## Dataset records
● ● ● ●
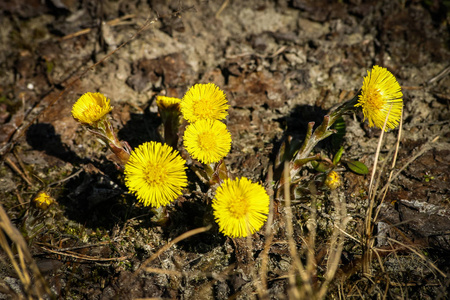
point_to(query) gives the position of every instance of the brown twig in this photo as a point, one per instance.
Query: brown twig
(112, 23)
(84, 257)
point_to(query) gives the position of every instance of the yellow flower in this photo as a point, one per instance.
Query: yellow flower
(164, 102)
(207, 140)
(43, 200)
(204, 101)
(379, 94)
(240, 207)
(91, 108)
(155, 173)
(333, 180)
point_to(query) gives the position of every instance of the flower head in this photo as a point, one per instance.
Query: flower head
(91, 108)
(164, 102)
(43, 200)
(204, 101)
(333, 180)
(207, 140)
(381, 94)
(155, 173)
(240, 207)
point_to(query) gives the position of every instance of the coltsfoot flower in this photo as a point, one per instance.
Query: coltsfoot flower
(91, 108)
(208, 141)
(156, 174)
(240, 207)
(380, 92)
(204, 101)
(333, 180)
(43, 200)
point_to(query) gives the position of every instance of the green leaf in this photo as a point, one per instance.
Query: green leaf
(357, 167)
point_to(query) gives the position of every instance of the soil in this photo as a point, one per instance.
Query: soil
(281, 64)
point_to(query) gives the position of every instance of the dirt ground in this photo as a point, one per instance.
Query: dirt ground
(281, 64)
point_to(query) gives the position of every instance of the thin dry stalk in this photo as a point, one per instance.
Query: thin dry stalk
(262, 287)
(173, 242)
(33, 282)
(336, 245)
(297, 264)
(368, 238)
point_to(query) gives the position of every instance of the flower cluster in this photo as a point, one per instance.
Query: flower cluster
(206, 138)
(156, 173)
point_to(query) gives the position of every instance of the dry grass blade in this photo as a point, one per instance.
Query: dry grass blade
(262, 288)
(173, 242)
(34, 284)
(368, 238)
(292, 245)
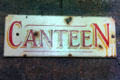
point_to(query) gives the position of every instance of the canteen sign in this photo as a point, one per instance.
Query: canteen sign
(59, 36)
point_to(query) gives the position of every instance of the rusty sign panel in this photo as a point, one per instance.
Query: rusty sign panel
(59, 36)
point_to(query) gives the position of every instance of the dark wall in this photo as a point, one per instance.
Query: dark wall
(59, 68)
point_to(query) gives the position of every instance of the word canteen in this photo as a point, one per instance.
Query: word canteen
(59, 36)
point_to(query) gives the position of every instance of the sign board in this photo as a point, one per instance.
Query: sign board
(59, 36)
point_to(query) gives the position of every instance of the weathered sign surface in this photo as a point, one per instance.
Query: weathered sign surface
(59, 36)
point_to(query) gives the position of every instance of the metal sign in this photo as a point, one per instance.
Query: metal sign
(59, 36)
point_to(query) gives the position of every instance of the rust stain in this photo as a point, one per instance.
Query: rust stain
(100, 46)
(112, 36)
(68, 20)
(24, 55)
(70, 55)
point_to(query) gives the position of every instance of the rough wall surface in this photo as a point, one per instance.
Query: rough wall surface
(59, 68)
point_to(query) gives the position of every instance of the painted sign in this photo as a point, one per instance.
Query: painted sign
(59, 36)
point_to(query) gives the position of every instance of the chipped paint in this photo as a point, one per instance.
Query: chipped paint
(60, 36)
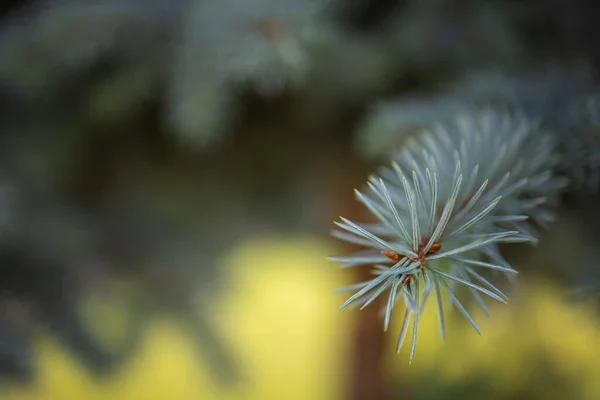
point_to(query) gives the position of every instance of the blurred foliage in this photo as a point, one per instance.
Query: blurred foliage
(281, 320)
(138, 146)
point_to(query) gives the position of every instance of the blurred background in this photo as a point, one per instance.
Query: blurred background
(170, 171)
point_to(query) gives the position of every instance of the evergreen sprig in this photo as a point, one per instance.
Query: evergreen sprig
(449, 198)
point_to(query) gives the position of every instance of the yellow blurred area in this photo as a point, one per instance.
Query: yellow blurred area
(280, 318)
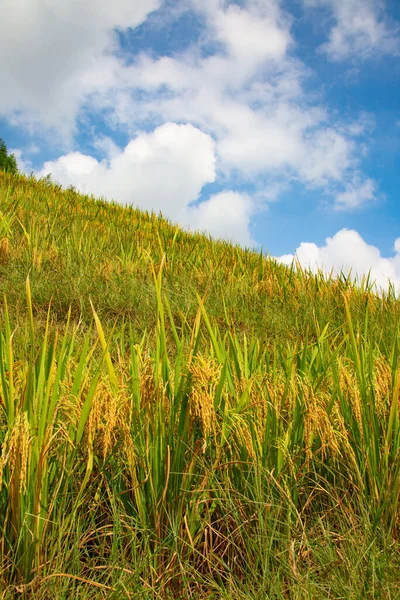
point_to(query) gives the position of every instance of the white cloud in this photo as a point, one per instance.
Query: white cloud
(248, 95)
(360, 29)
(348, 252)
(163, 171)
(55, 53)
(237, 84)
(225, 215)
● ● ● ●
## Aim of the task
All entries must be written out again exactly as given, with no pictures in the copy.

## Output of the exercise
point_to(query) gives the position of every instance of the brown twig in this photo as a point, one per instance.
Query: brown twig
(112, 23)
(84, 257)
point_to(query) gives the position of every instance of the yellow flower in this photo as a point, one per instance.
Query: yellow flower
(164, 102)
(207, 140)
(43, 200)
(204, 101)
(379, 94)
(240, 207)
(91, 108)
(155, 173)
(333, 180)
point_to(query) gives the position of every instance of the flower head in this photo as a point, one per instance.
Query: flower head
(91, 108)
(164, 102)
(43, 200)
(204, 101)
(333, 180)
(207, 140)
(381, 94)
(155, 173)
(240, 207)
point_to(query) gives the position of every instance of the coltsfoot flower in this photo as a point, one per instance.
Query: coltsfoot flower
(91, 108)
(208, 141)
(156, 174)
(240, 207)
(380, 92)
(204, 101)
(333, 180)
(43, 200)
point_to(query) gives the position of every instance of the green leaf in this photo as a point, one per instance.
Query: green leaf
(357, 167)
point_to(query) gives the position of every instance of the soil in this photo as a point, one per instance.
Query: soil
(281, 64)
point_to(query) gives the position of every instance of the dirt ground in this photo as a point, one per instance.
Query: dirt ground
(281, 64)
point_to(query) gives the position of every instance of the thin dry stalk in this photo as a point, one per instance.
Query: thin dry stalk
(262, 287)
(173, 242)
(33, 282)
(336, 245)
(297, 264)
(368, 238)
point_to(query) gives the position of every instance of the flower cluster in this photo as a point, one per instance.
Query: flower cluster
(206, 138)
(156, 173)
point_to(query) gives the position of every instance of the dry grass blade in this photo as a point, one per instance.
Query: dry grass blade
(262, 288)
(173, 242)
(34, 284)
(368, 238)
(292, 245)
point_to(query) gives the position of every instance of the canteen sign in this photo as a point, one per instance.
Query: canteen sign
(59, 36)
point_to(query) gives the position of every instance of the rusty sign panel in this photo as a point, one per instance.
Query: rusty sign panel
(59, 36)
point_to(query) gives the position of every instance of the dark wall in this photo as a point, one per instance.
Query: dark wall
(59, 68)
point_to(query) gives the position of every instance of the word canteen in this photo as a point, one per instance.
Query: word canteen
(59, 36)
point_to(query) gives the position of every instance of the sign board in this photo as a point, one per instance.
Query: sign board
(59, 36)
point_to(query) gives the position of every instance of the weathered sign surface in this photo as a point, one per instance.
Query: weathered sign surface
(59, 36)
point_to(query) gives the position of every instance of the metal sign in this photo as a point, one per instance.
Query: metal sign
(59, 36)
point_to(query) gives the position of every instance of the rust stain in this photo as a point, one per instance.
Query: rust stain
(100, 46)
(112, 36)
(68, 20)
(24, 55)
(70, 55)
point_to(query) gives the position of every instance of the rough wall surface in this photo as a point, one per instance.
Query: rough wall surface
(59, 68)
point_to(query) gives the position of every instance of the painted sign in this photo as a point, one per instance.
Query: painted sign
(59, 36)
point_to(query) gives the position of every instance of the chipped paint in this photo as a point, one per instance.
Query: chipped paint
(60, 36)
point_to(query) gives the position of every instance of the blurred foliage in this photo as a point, one per instance.
Query: blurred foliage
(281, 320)
(138, 146)
point_to(query) gives the position of every instance of the blurred background in this photo as a point, one per instance.
Query: blurred background
(170, 171)
point_to(query) gives the position of every instance of the evergreen sprig in this photo as a point, one per instance.
Query: evergreen sprig
(449, 198)
point_to(query) gives the position of every instance of the yellow blurred area in this photo as a point, one per instance.
Query: yellow blurred area
(280, 318)
point_to(query) gives the position of every instance of the white cloud in this photo as a point, one per instance.
Query: white cloud
(248, 95)
(360, 29)
(348, 252)
(163, 171)
(55, 53)
(237, 84)
(225, 215)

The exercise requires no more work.